[Document text]
'''

Managed autoscaler

This page describes how the managed autoscaler works and describes costs and limitations when using the Spanner managed autoscaler. It also provides information to help you determine how to configure the managed autoscaler.

How managed autoscaler works

When you enable the managed autoscaler, Spanner automatically adjusts the size of your instance for you. The managed autoscaler feature reacts to changes in your instance's workload or storage needs as your load increases or decreases. Managed autoscaling either scales up, adding compute capacity to the instance, or it scales down, removing compute capacity from the instance.

When you configure the managed autoscaler, you can use either processing units for small instances, or nodes for large instances. In this document, we use the term compute capacity to mean nodes or processing units.

The Spanner managed autoscaler determines how much compute capacity is required, based on the following:

High priority CPU utilization target
Storage utilization target
Minimum limit
Maximum limit

Each scaling dimension generates a recommended instance size, and Spanner automatically uses the highest one. This means, for example, that if your instance needs 10 nodes to meet your storage utilization target but 12 nodes to meet your CPU utilization target, Spanner scales the instance to 12 nodes.

As the amount of compute capacity changes, Spanner continually optimizes the storage. It rebalances data across all servers to ensure that traffic is spread evenly and no individual server is overloaded. See Limitations for more information.

If the managed autoscaler scales an instance up to its maximum limit but the workload is still causing higher CPU utilization than the target, workload requests might have a higher latency or fail. If an instance scales up to its maximum compute capacity target but the workload needs more storage than the maximum storage limit, write requests can fail. To find out if the maximum target is reached, you can view the managed autoscaler system event logs in the Google Cloud console on the System insights page. For more information, see storage limits.

When Spanner scales an instance down, it removes compute capacity at a slower rate than when scaling up, to reduce any impact on latency.

'''

Write the next part of the managed autoscaler document, picking up after its last sentence.

[Data listing]
'''

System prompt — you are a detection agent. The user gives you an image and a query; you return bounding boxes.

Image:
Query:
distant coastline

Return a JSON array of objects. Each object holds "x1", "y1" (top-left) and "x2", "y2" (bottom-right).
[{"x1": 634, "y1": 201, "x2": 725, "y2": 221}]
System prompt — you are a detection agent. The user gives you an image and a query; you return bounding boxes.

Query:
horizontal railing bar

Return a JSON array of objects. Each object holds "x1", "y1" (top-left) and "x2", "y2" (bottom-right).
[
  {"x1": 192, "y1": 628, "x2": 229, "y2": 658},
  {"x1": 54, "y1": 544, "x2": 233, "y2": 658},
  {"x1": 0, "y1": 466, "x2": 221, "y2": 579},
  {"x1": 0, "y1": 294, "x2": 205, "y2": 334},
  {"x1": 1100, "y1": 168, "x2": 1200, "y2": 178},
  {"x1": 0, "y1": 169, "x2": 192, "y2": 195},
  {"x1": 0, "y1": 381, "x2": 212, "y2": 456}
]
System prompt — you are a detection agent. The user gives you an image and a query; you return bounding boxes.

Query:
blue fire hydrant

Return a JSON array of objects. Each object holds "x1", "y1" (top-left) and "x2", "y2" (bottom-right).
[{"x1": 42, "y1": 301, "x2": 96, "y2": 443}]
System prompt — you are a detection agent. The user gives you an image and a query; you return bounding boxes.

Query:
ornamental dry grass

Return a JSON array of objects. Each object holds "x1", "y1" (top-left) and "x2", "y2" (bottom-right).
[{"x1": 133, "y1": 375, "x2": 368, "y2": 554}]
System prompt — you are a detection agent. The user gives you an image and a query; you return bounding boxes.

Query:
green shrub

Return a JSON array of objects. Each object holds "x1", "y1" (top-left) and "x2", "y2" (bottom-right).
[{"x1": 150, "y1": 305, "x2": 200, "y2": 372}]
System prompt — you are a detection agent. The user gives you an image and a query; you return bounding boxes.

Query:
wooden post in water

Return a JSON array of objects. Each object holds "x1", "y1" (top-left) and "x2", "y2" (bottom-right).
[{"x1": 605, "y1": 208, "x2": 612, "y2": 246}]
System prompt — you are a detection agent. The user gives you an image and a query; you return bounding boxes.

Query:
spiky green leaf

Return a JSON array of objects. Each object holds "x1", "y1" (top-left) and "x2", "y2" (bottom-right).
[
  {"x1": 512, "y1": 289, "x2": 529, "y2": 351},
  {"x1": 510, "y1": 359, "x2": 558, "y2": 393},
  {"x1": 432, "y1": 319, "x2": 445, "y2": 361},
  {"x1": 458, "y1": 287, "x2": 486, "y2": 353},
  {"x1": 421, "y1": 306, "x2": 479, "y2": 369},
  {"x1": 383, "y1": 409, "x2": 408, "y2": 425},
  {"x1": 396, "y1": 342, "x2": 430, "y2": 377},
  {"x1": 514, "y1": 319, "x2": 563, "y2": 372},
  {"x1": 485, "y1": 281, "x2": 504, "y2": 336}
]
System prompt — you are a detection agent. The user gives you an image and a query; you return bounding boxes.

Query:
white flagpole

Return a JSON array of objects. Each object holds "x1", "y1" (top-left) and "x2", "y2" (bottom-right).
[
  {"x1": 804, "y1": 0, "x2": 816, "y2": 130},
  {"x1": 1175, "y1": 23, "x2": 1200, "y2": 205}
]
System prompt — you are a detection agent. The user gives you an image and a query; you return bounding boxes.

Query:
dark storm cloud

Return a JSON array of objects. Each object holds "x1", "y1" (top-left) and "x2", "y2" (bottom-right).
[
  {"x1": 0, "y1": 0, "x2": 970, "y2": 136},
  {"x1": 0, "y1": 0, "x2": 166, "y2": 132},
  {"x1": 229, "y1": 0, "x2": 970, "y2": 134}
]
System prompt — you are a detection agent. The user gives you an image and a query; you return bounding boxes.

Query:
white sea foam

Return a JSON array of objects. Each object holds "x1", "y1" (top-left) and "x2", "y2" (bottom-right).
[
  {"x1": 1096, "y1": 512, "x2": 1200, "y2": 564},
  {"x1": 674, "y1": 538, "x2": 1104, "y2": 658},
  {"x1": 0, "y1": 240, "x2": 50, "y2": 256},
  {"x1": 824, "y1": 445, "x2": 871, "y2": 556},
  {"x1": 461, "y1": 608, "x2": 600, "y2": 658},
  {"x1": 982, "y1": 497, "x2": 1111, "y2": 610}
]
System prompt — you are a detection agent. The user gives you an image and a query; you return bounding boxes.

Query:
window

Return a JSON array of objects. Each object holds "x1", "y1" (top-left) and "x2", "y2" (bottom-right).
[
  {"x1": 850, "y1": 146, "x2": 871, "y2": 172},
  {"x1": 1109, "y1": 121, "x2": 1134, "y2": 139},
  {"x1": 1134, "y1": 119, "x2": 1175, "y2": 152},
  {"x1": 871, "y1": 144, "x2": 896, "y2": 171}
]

'''

[Final answer]
You can choose to asymmetrically autoscale your read-only replicas. For more information, see Asymmetric read-only autoscaling.

Costs

Your total Spanner costs might be lower or higher depending on how you configured your Spanner instance prior to enabling the managed autoscaler and the limits you set for the managed autoscaler.

For example, if you used to manually configure your Spanner instance to have enough compute capacity to handle peak workloads at any time, your costs with the managed autoscaler might be lower because it reduces compute capacity when the instance is idle.

If you used to manually configure your Spanner instance to have enough compute capacity for average workloads and overall performance degrades when your workload traffic increases, your costs with the managed autoscaler might be higher because the managed autoscaler might increase compute capacity when the instance is busy. However, this provides your users with more consistent performance.

You can limit the maximum cost of your Spanner instance by setting the maximum nodes or processing units limit to the level you want to spend.

Limitations

The following limitations apply when you enable or change the managed autoscaling feature on an instance:

You can't move an instance when the managed autoscaler feature is enabled. You must first disable the managed autoscaler and then move the instance. After you move the instance, you can re-enable the managed autoscaler.
You must set the min limit on the autoscaling instance to 1000 processing units or greater, or 1 node or greater.
When you enable autoscaling on an existing instance, the existing instance capacity can be lower than the min limit value you configure on the managed autoscaler. However, the instance automatically scales up to the configured minimum value when you start it. For example, if your instance has one node but you set the minimum value to two nodes, when you start your instance, it automatically scales up to 2 nodes.
The managed autoscaler scales CPU for high priority workloads to follow Spanner's high-priority CPU recommendation in the event of loss of a zone or region. It doesn't take total CPU utilization into consideration. When CPU utilization is over 100%, it can potentially cause the performance to degrade. If your workload is latency or performance sensitive, consider customizing the open source Autoscaler tool to scale based on total CPU.

Managed autoscaler parameters

When you create or edit an instance and choose to enable the managed autoscaler, you define the values shown in the following table.

Parameter	Description
High priority CPU utilization target	A percentage of the instance's high priority CPU capacity. This value must be from 10% to 90%. When an instance's CPU utilization exceeds the target that you have set, Spanner immediately adds compute capacity to the instance. When CPU utilization is substantially lower than the target, Spanner removes compute capacity. For guidance, see Determine the CPU utilization target.
Storage utilization target	The percentage of storage on a node that you can use before Spanner scales up. This target ensures that you always have enough compute capacity to handle fluctuations in the amount of data that you store. This value must be between 10-99%. For guidance, see Determine the storage utilization target.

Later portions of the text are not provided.